→ PROBLEM SET
(a) According to the instructions in the polynomials practice paper, how many questions does Section C contain, and how many marks is each worth?
(b) List every answer option given for question 4 in the polynomials practice paper.
(c) Carry on writing the polynomials practice paper from its last line.

→ QUOTED PASSAGE
Free Practice Paper for CBSE Class X Maths Chapter 2 Polynomials. Exam-pattern practice questions with marks distribution. Download PDF free at Unique Study Point.
This free Practice Paper for CBSE Class X Maths, Chapter 2: Polynomials, contains exam-pattern practice questions covering the full chapter, with marks distribution like the real paper. It has been prepared by Sumeet Sahu at Unique Study Point, Indore, strictly following the latest NCERT syllabus for Session 2026-27.
Class: X Subject: Mathematics Session: 2025-26 Chapter: 02 - Polynomials Time: 1½ Hours Max. Marks: 40
1. All questions are compulsory.
2. This question paper contains 20 questions divided into five sections A, B, C, D and E.
3. Section A contains 10 MCQs of 1 mark each.
4. Section B contains 4 questions of 2 marks each.
5. Section C contains 3 questions of 3 marks each.
6. Section D contains 1 question of 5 marks.
7. Section E contains 2 Case Study Based questions of 4 marks each.
1. The degree of the polynomial 5x³ + 4x² + 7x is:
(a) 1
(b) 2
(c) 3
(d) 7
2. If α and β are the zeroes of x² - 3x + 2, then α + β - αβ equals:
(a) 0
(b) 1
(c) 2
(d) 3
3. The zeroes of the polynomial p(x) = x² + 16 are:
(a) ±4
(b) ±4i
(c) No real zeroes
(d) 4 only
4. If the product of zeroes of the polynomial ax² - 6x - 6 is 4, then the value of a is:
(a) -3/2
(b) -2/3
(c) 3/2
(d) 2/3
5. A quadratic polynomial whose sum of zeroes is 8 and product is 15 is:
(a) k(x² + 8x + 15)
(b) k(x² - 8x + 15)
(c) k(x² + 8x - 15)

→ DATASET EXCERPT
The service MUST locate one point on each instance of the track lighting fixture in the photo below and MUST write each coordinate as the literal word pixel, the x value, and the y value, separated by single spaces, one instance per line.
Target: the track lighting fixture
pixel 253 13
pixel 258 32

→ PER-TASK OUTPUTS
(a) Section C contains 3 questions of 3 marks each.

(b) -3/2, -2/3, 3/2, 2/3

(c)
(d) k(x² - 8x - 15)
6. If one zero of the polynomial p(x) = 5x² + 13x + k is reciprocal of the other, then k equals:
(a) 0
(b) 5
(c) 1/5
(d) 6
7. The zeroes of the polynomial (x - 2)² - 9 are:
(a) 5, -1
(b) -5, 1
(c) 5, 1
(d) -5, -1
8. If α and β are the zeroes of x² + 4x + 3, then the value of 1/α² + 1/β² is:
(a) 10/9
(b) 16/9
(c) 7/9
(d) 4/3
9. Assertion
(a) : The polynomial x² - 3 has two real and distinct zeroes. Reason (R): A quadratic polynomial with positive discriminant has two distinct real zeroes.
(a) Both A and R are true and R is the correct explanation of A
(b) Both A and R are true but R is not the correct explanation of A
(c) A is true but R is false
(d) A is false but R is true
10. Assertion
(a) : If one zero of polynomial 3x² + 8x + 2k + 1 is seven times the other, then k = 12/7. Reason (R): If α and β are zeroes, then α + β = -b/a and αβ = c/a.
(a) Both A and R are true and R is the correct explanation of A
(b) Both A and R are true but R is not the correct explanation of A
(c) A is true but R is false
(d) A is false but R is true
11. Find the zeroes of the quadratic polynomial 6x² - 3 - 7x and verify the relationship between zeroes and coefficients.
12. If α and β are the zeroes of the polynomial p(x) = x² - px + q, find the value of α³ + β³ in terms of p and q.
13. Find a quadratic polynomial whose sum of zeroes is -3 and product of zeroes is -10.
14. If the squared difference of zeroes of the quadratic polynomial f(x) = x² + px + 45 is equal to 144, find the value of p.
15. If α and β are the zeroes of the polynomial x² + 7x + 10, find a polynomial whose zeroes are 2α and 2β.
16. If one zero of the polynomial 2x² - 8x + k is the square of the other, find the value of k and the zeroes.
17. Find the zeroes of the quadratic polynomial 4x² - 4x - 3 and verify the relationship between the zeroes and the coefficients.
18. If α and β are the zeroes of the polynomial f(x) = x² - 5x + k such that α - β = 1, find the value of k. Also find the values of α and β, and verify the relationship between zeroes and coefficients.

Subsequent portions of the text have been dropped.